* [INPUT MATERIAL]

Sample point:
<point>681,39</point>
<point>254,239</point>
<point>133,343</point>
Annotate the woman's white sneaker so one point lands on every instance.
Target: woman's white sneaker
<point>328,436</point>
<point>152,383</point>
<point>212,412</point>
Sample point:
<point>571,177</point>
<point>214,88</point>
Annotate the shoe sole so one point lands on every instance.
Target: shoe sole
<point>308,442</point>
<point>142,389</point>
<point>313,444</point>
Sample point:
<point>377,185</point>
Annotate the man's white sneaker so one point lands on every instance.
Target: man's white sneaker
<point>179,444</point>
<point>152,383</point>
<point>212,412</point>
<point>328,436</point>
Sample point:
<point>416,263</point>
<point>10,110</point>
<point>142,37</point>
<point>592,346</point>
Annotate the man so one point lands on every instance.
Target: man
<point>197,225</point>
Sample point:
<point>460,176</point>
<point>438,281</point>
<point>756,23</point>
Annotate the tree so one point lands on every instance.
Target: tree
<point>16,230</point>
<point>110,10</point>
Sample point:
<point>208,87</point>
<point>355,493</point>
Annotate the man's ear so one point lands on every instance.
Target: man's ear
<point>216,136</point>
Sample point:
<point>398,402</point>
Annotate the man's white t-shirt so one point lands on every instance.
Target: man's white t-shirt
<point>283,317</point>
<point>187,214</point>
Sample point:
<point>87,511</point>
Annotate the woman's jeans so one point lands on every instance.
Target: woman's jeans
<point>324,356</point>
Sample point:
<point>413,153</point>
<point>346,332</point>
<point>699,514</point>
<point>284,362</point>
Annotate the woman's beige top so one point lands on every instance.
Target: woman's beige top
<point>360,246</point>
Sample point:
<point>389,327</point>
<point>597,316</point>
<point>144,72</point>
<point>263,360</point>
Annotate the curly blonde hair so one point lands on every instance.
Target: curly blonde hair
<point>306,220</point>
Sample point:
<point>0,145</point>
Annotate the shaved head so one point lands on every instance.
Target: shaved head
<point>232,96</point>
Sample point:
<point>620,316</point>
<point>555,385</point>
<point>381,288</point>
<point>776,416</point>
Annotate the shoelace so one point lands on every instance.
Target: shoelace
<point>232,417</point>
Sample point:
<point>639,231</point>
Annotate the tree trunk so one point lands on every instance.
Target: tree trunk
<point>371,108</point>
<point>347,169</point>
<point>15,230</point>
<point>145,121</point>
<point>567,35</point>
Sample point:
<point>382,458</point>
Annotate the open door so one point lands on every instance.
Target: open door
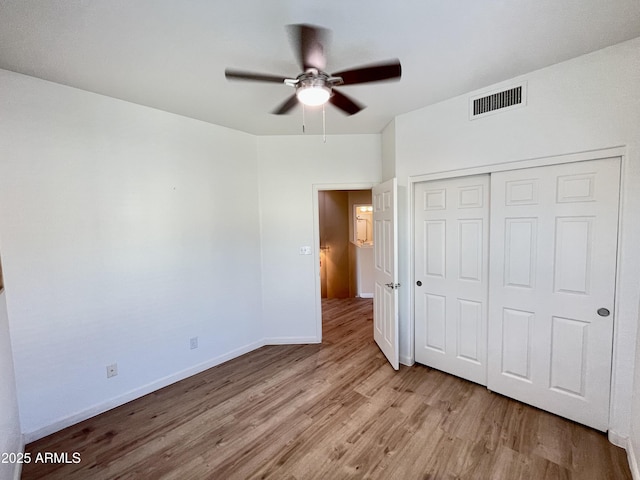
<point>385,251</point>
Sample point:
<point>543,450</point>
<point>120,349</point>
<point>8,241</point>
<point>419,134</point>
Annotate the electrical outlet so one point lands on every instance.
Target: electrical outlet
<point>112,370</point>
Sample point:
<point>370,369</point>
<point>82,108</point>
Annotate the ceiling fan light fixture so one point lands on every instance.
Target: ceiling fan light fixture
<point>313,95</point>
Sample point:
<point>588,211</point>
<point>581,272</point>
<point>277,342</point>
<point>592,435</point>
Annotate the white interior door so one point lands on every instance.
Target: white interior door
<point>553,266</point>
<point>451,275</point>
<point>385,252</point>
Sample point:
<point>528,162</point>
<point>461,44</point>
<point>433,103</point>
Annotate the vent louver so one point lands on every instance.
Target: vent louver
<point>512,97</point>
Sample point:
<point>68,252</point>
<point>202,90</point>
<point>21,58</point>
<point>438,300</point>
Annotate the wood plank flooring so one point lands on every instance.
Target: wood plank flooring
<point>330,411</point>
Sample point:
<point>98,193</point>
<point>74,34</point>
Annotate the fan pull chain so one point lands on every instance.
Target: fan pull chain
<point>324,126</point>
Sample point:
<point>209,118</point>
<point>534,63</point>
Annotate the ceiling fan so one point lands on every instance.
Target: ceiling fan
<point>314,86</point>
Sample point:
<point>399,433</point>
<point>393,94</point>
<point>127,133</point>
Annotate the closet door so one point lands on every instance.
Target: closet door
<point>451,253</point>
<point>553,267</point>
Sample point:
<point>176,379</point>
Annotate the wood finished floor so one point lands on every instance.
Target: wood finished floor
<point>330,411</point>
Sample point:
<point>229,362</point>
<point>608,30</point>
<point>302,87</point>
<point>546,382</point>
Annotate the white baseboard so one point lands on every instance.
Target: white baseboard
<point>408,361</point>
<point>290,340</point>
<point>633,461</point>
<point>617,439</point>
<point>137,393</point>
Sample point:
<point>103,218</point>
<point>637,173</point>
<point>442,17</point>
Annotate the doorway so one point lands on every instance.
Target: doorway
<point>346,245</point>
<point>356,194</point>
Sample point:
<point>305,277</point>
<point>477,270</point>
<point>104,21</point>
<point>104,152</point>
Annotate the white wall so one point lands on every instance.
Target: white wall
<point>633,447</point>
<point>290,166</point>
<point>10,433</point>
<point>124,232</point>
<point>588,103</point>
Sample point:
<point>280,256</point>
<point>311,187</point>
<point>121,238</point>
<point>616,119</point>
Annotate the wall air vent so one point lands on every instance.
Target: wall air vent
<point>498,101</point>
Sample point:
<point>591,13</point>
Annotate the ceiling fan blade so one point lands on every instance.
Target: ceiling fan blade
<point>371,73</point>
<point>286,106</point>
<point>258,77</point>
<point>309,42</point>
<point>344,103</point>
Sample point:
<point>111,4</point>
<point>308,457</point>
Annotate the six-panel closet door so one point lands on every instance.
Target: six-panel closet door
<point>451,279</point>
<point>536,323</point>
<point>553,267</point>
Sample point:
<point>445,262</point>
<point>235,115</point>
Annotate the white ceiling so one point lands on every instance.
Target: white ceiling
<point>171,54</point>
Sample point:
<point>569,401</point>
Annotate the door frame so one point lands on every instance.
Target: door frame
<point>618,152</point>
<point>317,188</point>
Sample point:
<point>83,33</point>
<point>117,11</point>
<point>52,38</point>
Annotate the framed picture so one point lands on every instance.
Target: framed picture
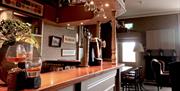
<point>68,52</point>
<point>54,41</point>
<point>69,39</point>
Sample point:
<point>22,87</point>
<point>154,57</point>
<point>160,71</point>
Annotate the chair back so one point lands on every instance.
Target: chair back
<point>156,68</point>
<point>174,70</point>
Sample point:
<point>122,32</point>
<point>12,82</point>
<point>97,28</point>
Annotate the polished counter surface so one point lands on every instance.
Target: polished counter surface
<point>61,79</point>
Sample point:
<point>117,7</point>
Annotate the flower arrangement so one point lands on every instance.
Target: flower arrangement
<point>15,30</point>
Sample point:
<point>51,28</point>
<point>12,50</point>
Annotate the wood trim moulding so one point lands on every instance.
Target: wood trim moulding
<point>25,5</point>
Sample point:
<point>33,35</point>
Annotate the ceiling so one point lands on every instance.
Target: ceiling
<point>140,8</point>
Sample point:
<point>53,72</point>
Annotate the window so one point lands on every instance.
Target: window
<point>128,55</point>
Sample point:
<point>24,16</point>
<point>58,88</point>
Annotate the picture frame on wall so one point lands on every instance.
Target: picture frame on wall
<point>69,39</point>
<point>54,41</point>
<point>68,52</point>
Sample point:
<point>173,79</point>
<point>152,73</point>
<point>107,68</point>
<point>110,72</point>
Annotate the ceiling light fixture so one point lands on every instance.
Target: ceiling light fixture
<point>106,4</point>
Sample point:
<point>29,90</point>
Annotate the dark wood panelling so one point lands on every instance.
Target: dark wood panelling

* [TO BE DONE] Without the pictures, write out every entry precisely as it appears.

* [RESPONSE TO THE TASK]
Sample point:
<point>681,39</point>
<point>254,239</point>
<point>133,343</point>
Annotate the woman's white sneaker so one point lands on every instance.
Target: woman's white sneaker
<point>328,436</point>
<point>152,383</point>
<point>212,412</point>
Sample point:
<point>571,177</point>
<point>214,88</point>
Annotate the shoe sole so one point lands on every instance.
Target: shoe sole
<point>308,442</point>
<point>142,389</point>
<point>313,444</point>
Sample point:
<point>377,185</point>
Annotate the man's white sneaker so one point lands on every instance.
Target: man's white sneaker
<point>179,444</point>
<point>152,383</point>
<point>212,412</point>
<point>328,436</point>
Sample point:
<point>416,263</point>
<point>10,110</point>
<point>142,37</point>
<point>592,346</point>
Annotate the man so one point lands on every instance.
Target: man
<point>197,225</point>
Sample point:
<point>460,176</point>
<point>438,281</point>
<point>756,23</point>
Annotate the tree so one point lands on every instance.
Target: tree
<point>16,230</point>
<point>110,10</point>
Sample point:
<point>208,87</point>
<point>355,493</point>
Annotate the man's ear so one point lands on every instance.
Target: man's ear
<point>216,136</point>
Sample point:
<point>398,402</point>
Annotate the man's white t-shirt so one point lands on every instance.
Target: man's white t-shirt
<point>283,317</point>
<point>187,214</point>
Sample point:
<point>87,511</point>
Annotate the woman's jeans so one point lands on every instance.
Target: woman's jeans
<point>324,356</point>
Sample point:
<point>413,153</point>
<point>346,332</point>
<point>699,514</point>
<point>284,362</point>
Annotate the woman's beige top so one point lands on every instance.
Target: woman's beige top
<point>360,246</point>
Sample point:
<point>389,327</point>
<point>597,316</point>
<point>144,72</point>
<point>263,360</point>
Annotate the curly blonde hair so one point lands on every instance.
Target: curly blonde hair
<point>306,220</point>
Sample point:
<point>0,145</point>
Annotate the shaved head so one point lands on every instance.
Target: shaved head
<point>232,96</point>
Sample point:
<point>620,316</point>
<point>555,385</point>
<point>381,288</point>
<point>776,416</point>
Annotate the shoelace so one point lands on every instance.
Target: shoelace
<point>232,417</point>
Sample point:
<point>639,231</point>
Annotate the tree trunk so one point lands on every instance.
Target: tree trunk
<point>371,108</point>
<point>347,169</point>
<point>15,230</point>
<point>145,121</point>
<point>567,35</point>
Sample point:
<point>382,458</point>
Annotate the open door so one point lands on every instance.
Target: open door
<point>385,251</point>
Sample point:
<point>543,450</point>
<point>120,349</point>
<point>8,241</point>
<point>419,134</point>
Annotate the electrical outlet so one point lands on every instance.
Target: electrical outlet
<point>112,370</point>
Sample point:
<point>370,369</point>
<point>82,108</point>
Annotate the ceiling fan light fixture so one point lands on every instance.
Target: ceiling fan light fixture
<point>313,95</point>
Sample point:
<point>588,211</point>
<point>581,272</point>
<point>277,342</point>
<point>592,435</point>
Annotate the white interior door so one point lands on every instance.
Target: white interior door
<point>553,266</point>
<point>451,275</point>
<point>385,252</point>
Sample point:
<point>528,162</point>
<point>461,44</point>
<point>433,103</point>
Annotate the vent louver so one point lands on every instance.
Target: vent louver
<point>512,97</point>
Sample point:
<point>68,252</point>
<point>202,90</point>
<point>21,58</point>
<point>438,300</point>
Annotate the wood plank flooring so one point lands on every instance.
Target: wood plank flooring
<point>330,411</point>
Sample point:
<point>98,193</point>
<point>74,34</point>
Annotate the fan pull chain so one point lands on every instance.
Target: fan pull chain
<point>324,126</point>
Sample point:
<point>209,118</point>
<point>534,63</point>
Annotate the ceiling fan so one point lands on every instance.
Target: ceiling fan
<point>314,86</point>
Sample point:
<point>399,433</point>
<point>393,94</point>
<point>127,133</point>
Annotate the closet door so one point lands on every instance.
Target: closet door
<point>451,253</point>
<point>553,267</point>
Sample point:
<point>176,379</point>
Annotate the wood finished floor so one point lands on every instance.
Target: wood finished floor
<point>330,411</point>
Sample point:
<point>229,362</point>
<point>608,30</point>
<point>302,87</point>
<point>546,382</point>
Annotate the white baseboard so one point lands on every instance.
Target: white baseboard
<point>408,361</point>
<point>290,340</point>
<point>633,461</point>
<point>617,439</point>
<point>137,393</point>
Sample point:
<point>103,218</point>
<point>637,173</point>
<point>442,17</point>
Annotate the doorway so one point lands on every instance.
Target: doorway
<point>346,245</point>
<point>356,194</point>
Sample point:
<point>305,277</point>
<point>477,270</point>
<point>104,21</point>
<point>104,152</point>
Annotate the white wall so one point lands on every instance.
Target: white wall
<point>633,447</point>
<point>290,166</point>
<point>10,433</point>
<point>124,232</point>
<point>588,103</point>
Sample point:
<point>280,256</point>
<point>311,187</point>
<point>121,238</point>
<point>616,119</point>
Annotate the wall air vent so one point lands on every instance.
Target: wall air vent
<point>498,101</point>
Sample point:
<point>591,13</point>
Annotate the ceiling fan blade so one point lands on every instance.
Target: ceiling fan blade
<point>371,73</point>
<point>286,106</point>
<point>258,77</point>
<point>309,42</point>
<point>344,103</point>
Sample point:
<point>111,4</point>
<point>308,457</point>
Annotate the six-panel closet door so one point lands on every instance.
Target: six-panel closet door
<point>451,279</point>
<point>536,323</point>
<point>553,267</point>
Sample point:
<point>445,262</point>
<point>235,115</point>
Annotate the white ceiling so one point lands on every instance.
Target: white ceiling
<point>171,54</point>
Sample point:
<point>569,401</point>
Annotate the door frame so one point lands on every instance.
Target: door frame
<point>618,152</point>
<point>317,188</point>
Sample point:
<point>83,33</point>
<point>117,11</point>
<point>52,38</point>
Annotate the framed picture so one point lands on every instance.
Target: framed picture
<point>68,52</point>
<point>54,41</point>
<point>69,39</point>
Sample point:
<point>22,87</point>
<point>154,57</point>
<point>160,71</point>
Annotate the chair back so one point lands on every instance.
Target: chair back
<point>156,68</point>
<point>174,70</point>
Sample point:
<point>122,32</point>
<point>12,82</point>
<point>97,28</point>
Annotate the polished counter surface so one point lands on every instance.
Target: polished counter surface
<point>61,79</point>
Sample point:
<point>117,7</point>
Annotate the flower arrangement so one point lands on every instance.
Target: flower arrangement
<point>15,30</point>
Sample point:
<point>51,28</point>
<point>12,50</point>
Annotate the wood trim moulding so one point lands on every instance.
Target: wood trim moulding
<point>25,5</point>
Sample point:
<point>33,35</point>
Annotate the ceiling so one point lands on every instance.
Target: ceiling
<point>140,8</point>
Sample point:
<point>53,72</point>
Annotate the window so one point lands on every instance.
Target: window
<point>128,55</point>
Sample point:
<point>24,16</point>
<point>58,88</point>
Annotate the picture frame on wall so one point lands on every instance.
Target: picture frame on wall
<point>69,39</point>
<point>54,41</point>
<point>68,52</point>
Sample point:
<point>173,79</point>
<point>152,73</point>
<point>107,68</point>
<point>110,72</point>
Annotate the ceiling light fixture so one point lands on every instance.
Target: ceiling light fixture
<point>106,4</point>
Sample point:
<point>29,90</point>
Annotate the dark wood panelling so one point lands on every instance.
Target: dark wood panelling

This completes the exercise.